It would be hyperbolic to suggest that Jackson is no longer an Eagle because of how he wore his socks or because he was one of the few to wear green rather than black cleats. But for Kelly, as Kelce suggested when explaining his coach's grass policy, "all the little details add up to big deals."
Asked about Jackson before the Eagles ended minicamp, Kelly offered little further explanation. He said in April that it was a football-only decision. Last month, he explained: "Everybody weighed in on it and made a decision to move forward."
Kelly, of course, made the final decision. He is at the top of the pyramid, and while Roseman has some clout, the team is being built on parameters Kelly set. Every choice made is met with a "why?" or new idea with "why not?" - from Kelly to his assistants down to the team leaders.

Activity. Return the stretch of the Eagles passage from "Asked about Jackson" through "the team leaders.", copied word for word. Work only from the Eagles passage above.

Extracted records.
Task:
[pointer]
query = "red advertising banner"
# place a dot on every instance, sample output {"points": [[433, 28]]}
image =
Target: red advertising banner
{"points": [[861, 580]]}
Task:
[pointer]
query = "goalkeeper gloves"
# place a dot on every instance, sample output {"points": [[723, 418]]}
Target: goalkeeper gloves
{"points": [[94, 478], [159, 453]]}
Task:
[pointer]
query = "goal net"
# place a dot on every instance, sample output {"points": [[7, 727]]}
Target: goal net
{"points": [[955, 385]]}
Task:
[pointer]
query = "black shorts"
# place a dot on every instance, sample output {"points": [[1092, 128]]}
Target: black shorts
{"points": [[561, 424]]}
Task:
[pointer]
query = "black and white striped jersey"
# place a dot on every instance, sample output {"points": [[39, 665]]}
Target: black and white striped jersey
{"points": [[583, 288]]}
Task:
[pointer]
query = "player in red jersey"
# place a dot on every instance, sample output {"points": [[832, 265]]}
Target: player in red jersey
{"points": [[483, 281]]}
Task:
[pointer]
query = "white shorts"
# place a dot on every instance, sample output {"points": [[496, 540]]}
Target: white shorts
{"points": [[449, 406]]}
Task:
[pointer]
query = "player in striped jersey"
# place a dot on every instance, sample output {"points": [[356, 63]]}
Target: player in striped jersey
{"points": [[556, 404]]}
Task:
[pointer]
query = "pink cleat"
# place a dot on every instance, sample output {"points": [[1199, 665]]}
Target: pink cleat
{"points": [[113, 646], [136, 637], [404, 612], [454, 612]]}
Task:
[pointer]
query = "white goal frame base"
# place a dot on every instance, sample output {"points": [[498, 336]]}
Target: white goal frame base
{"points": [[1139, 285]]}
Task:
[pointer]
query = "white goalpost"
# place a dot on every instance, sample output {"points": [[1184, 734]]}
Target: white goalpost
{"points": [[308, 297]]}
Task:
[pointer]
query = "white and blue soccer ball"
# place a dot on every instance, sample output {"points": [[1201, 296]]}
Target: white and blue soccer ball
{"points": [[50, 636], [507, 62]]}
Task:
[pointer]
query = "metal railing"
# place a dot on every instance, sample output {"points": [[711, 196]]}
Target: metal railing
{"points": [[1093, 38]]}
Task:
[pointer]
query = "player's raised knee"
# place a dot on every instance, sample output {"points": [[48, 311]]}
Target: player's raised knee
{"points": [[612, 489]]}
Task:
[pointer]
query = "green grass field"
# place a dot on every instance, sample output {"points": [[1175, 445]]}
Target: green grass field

Result below.
Asked about Jackson before the Eagles ended minicamp, Kelly offered little further explanation. He said in April that it was a football-only decision. Last month, he explained: "Everybody weighed in on it and made a decision to move forward."
Kelly, of course, made the final decision. He is at the top of the pyramid, and while Roseman has some clout, the team is being built on parameters Kelly set. Every choice made is met with a "why?" or new idea with "why not?" - from Kelly to his assistants down to the team leaders.